# [WHAT TO DO]
Could you pull out all the lines below verbatim, leaving the pictures out of your answer?

# [DATA FOR THIS TASK]
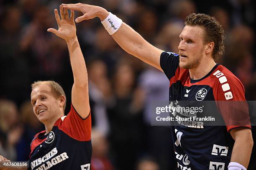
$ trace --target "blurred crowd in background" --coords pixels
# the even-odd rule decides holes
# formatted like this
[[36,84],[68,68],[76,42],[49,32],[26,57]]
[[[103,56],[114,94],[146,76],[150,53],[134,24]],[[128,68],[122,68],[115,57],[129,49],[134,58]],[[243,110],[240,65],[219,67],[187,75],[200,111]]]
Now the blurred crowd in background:
[[[59,83],[69,111],[73,81],[67,46],[46,30],[57,28],[54,8],[78,2],[105,8],[150,43],[177,53],[187,15],[215,16],[226,37],[225,53],[216,62],[241,81],[248,100],[256,100],[255,1],[0,0],[0,155],[28,160],[31,140],[44,129],[30,104],[33,81]],[[123,51],[99,18],[76,25],[89,74],[92,169],[175,170],[169,127],[151,126],[151,104],[168,100],[168,79]],[[256,169],[254,155],[248,170]]]

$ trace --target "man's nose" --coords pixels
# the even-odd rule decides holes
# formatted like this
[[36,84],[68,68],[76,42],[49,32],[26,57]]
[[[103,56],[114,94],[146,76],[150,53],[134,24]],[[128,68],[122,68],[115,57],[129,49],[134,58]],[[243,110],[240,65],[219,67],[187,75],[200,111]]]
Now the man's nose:
[[179,50],[184,50],[185,49],[185,46],[184,44],[184,40],[182,40],[179,42],[179,44],[178,46],[178,49]]
[[41,102],[37,100],[36,102],[36,107],[38,107],[39,106],[41,106]]

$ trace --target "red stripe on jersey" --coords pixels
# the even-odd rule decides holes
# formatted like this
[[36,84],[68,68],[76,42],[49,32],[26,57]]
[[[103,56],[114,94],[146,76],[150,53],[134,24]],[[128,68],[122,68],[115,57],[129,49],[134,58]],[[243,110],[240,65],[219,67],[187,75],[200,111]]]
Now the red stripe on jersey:
[[71,104],[70,111],[63,120],[59,118],[55,122],[54,126],[63,131],[71,137],[80,141],[91,140],[92,122],[91,112],[84,119],[79,115]]
[[45,130],[43,130],[42,131],[40,132],[39,133],[37,133],[34,137],[34,138],[32,140],[32,141],[31,142],[31,145],[30,146],[30,150],[31,152],[30,152],[30,154],[29,154],[29,158],[30,159],[30,156],[31,154],[33,152],[33,151],[35,149],[36,147],[39,145],[41,145],[42,143],[44,142],[47,139],[47,138],[45,138],[44,139],[41,139],[38,138],[38,136],[39,134],[41,133],[45,133],[46,132]]
[[[219,75],[221,76],[218,76],[213,75],[215,72],[219,72]],[[214,88],[212,88],[212,90],[215,100],[225,101],[218,101],[217,104],[226,122],[228,132],[232,129],[241,127],[251,129],[248,105],[245,96],[244,87],[240,80],[228,69],[222,65],[216,68],[211,74],[211,81],[214,84]],[[223,77],[224,76],[225,77]],[[223,82],[222,79],[225,79],[225,82]],[[226,95],[228,94],[231,94],[232,97],[227,96]],[[231,117],[232,119],[230,119]],[[236,125],[236,119],[242,120],[240,123],[242,125]]]

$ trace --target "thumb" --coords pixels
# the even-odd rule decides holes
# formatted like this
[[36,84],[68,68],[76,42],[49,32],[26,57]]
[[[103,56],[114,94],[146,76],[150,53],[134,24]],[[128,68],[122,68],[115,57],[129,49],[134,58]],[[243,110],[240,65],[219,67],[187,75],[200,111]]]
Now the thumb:
[[52,33],[54,34],[55,34],[57,36],[59,36],[59,32],[58,32],[58,30],[56,30],[56,29],[51,28],[48,28],[47,29],[47,31]]
[[81,21],[82,21],[84,20],[87,20],[87,19],[86,17],[86,16],[85,15],[85,14],[84,14],[83,16],[81,16],[80,17],[77,17],[76,19],[76,22],[77,23],[80,23]]

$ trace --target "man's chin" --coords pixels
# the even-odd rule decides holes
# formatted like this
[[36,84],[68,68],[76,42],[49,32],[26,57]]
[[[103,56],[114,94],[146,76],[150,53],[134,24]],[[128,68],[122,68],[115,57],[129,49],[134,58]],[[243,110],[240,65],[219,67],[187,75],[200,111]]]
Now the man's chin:
[[185,63],[181,63],[180,62],[179,63],[179,67],[181,69],[191,69],[189,66],[189,64],[186,64]]
[[44,124],[48,120],[48,119],[47,117],[46,117],[45,116],[38,116],[37,117],[37,118],[39,120],[39,121],[40,121],[40,122]]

# [ANSWER]
$ trace --target "blurred crowd in background" --coords pixels
# the even-odd rule decides holes
# formatted like this
[[36,84],[68,68],[76,42],[49,32],[26,57]]
[[[103,56],[114,94],[146,76],[150,53],[134,24]],[[128,68],[122,68],[115,57],[129,49],[134,58]],[[243,110],[240,65],[219,67],[187,75],[200,111]]]
Now the blurred crowd in background:
[[[59,83],[69,111],[73,81],[67,46],[46,30],[57,28],[54,8],[78,2],[105,8],[150,43],[177,53],[187,15],[215,16],[226,37],[225,53],[216,62],[241,81],[248,100],[256,100],[255,1],[0,0],[0,155],[28,160],[31,140],[44,129],[30,104],[33,81]],[[123,51],[99,18],[76,25],[89,74],[92,169],[175,170],[169,127],[151,126],[151,104],[168,100],[168,79]],[[256,169],[254,155],[248,170]]]

$ trace --target "man's nose" --coords pixels
# the even-odd rule decides holes
# formatted like this
[[36,84],[68,68],[76,42],[49,32],[26,57]]
[[[103,56],[114,94],[146,76],[150,53],[134,24]],[[128,68],[122,68],[115,57],[129,49],[134,58]],[[243,110],[240,65],[219,67],[187,75],[200,111]]]
Now the man's nose:
[[179,50],[184,50],[185,49],[185,46],[184,44],[184,40],[182,40],[179,42],[179,44],[178,46],[178,49]]
[[41,102],[37,100],[36,102],[36,107],[38,107],[39,106],[41,106]]

$ trace --target "red stripe on jersey" --coords pixels
# the even-odd rule decides holes
# formatted like this
[[36,84],[68,68],[76,42],[49,32],[26,57]]
[[[103,56],[114,94],[146,76],[150,53],[134,24]],[[128,68],[122,68],[115,57],[129,49],[134,58]],[[243,110],[240,65],[219,67],[187,75],[200,111]]]
Now the red stripe on jersey:
[[71,104],[70,111],[63,120],[59,118],[55,122],[54,126],[63,131],[71,137],[80,141],[91,140],[92,122],[91,112],[84,119],[79,115]]
[[45,130],[43,130],[42,131],[40,132],[39,133],[37,133],[34,137],[34,138],[32,140],[32,141],[31,142],[31,145],[30,146],[30,150],[31,152],[30,152],[30,154],[29,154],[29,158],[30,159],[30,156],[31,154],[33,152],[33,151],[35,149],[36,147],[39,145],[41,145],[42,143],[44,142],[47,139],[47,138],[45,138],[44,139],[41,139],[38,138],[38,136],[39,134],[41,133],[45,133],[46,132]]
[[[219,75],[221,76],[218,76],[213,75],[215,72],[219,72]],[[214,88],[212,88],[212,90],[215,100],[225,101],[218,101],[217,104],[226,122],[228,132],[232,129],[241,127],[251,129],[248,105],[245,96],[244,87],[240,80],[228,69],[222,65],[216,68],[211,74],[211,81],[214,84]],[[223,77],[224,76],[225,77]],[[223,82],[222,79],[225,79],[225,82]],[[226,95],[228,94],[231,94],[232,97],[227,96]],[[231,117],[232,119],[230,119]],[[236,125],[236,119],[242,120],[240,123],[242,125]]]

$ trace --target "thumb" --coords pixels
# the even-odd rule decides holes
# formatted like this
[[36,84],[68,68],[76,42],[49,32],[26,57]]
[[[103,56],[114,94],[146,76],[150,53],[134,24]],[[128,68],[122,68],[115,57],[129,49],[134,58]],[[243,110],[240,65],[219,67],[187,75],[200,111]]]
Now the thumb:
[[52,33],[54,34],[55,34],[57,36],[59,36],[59,32],[58,32],[58,30],[56,30],[56,29],[51,28],[48,28],[47,29],[47,31]]
[[81,21],[82,21],[84,20],[87,20],[87,19],[86,17],[86,16],[85,15],[85,14],[84,14],[83,16],[81,16],[80,17],[77,17],[76,19],[76,22],[77,23],[80,23]]

$ trace --target "man's chin" --coords pixels
# the even-odd rule decides holes
# formatted like this
[[36,84],[68,68],[76,42],[49,32],[26,57]]
[[[103,56],[114,94],[146,76],[150,53],[134,24]],[[128,68],[122,68],[115,57],[129,49],[134,58]],[[243,110],[240,65],[219,67],[187,75],[200,111]]]
Now the man's chin:
[[185,63],[181,63],[180,62],[179,63],[179,67],[181,69],[191,69],[189,66],[189,64],[186,64]]
[[44,124],[48,120],[48,119],[47,117],[46,117],[45,116],[38,116],[37,117],[37,118],[39,120],[39,121],[40,121],[40,122]]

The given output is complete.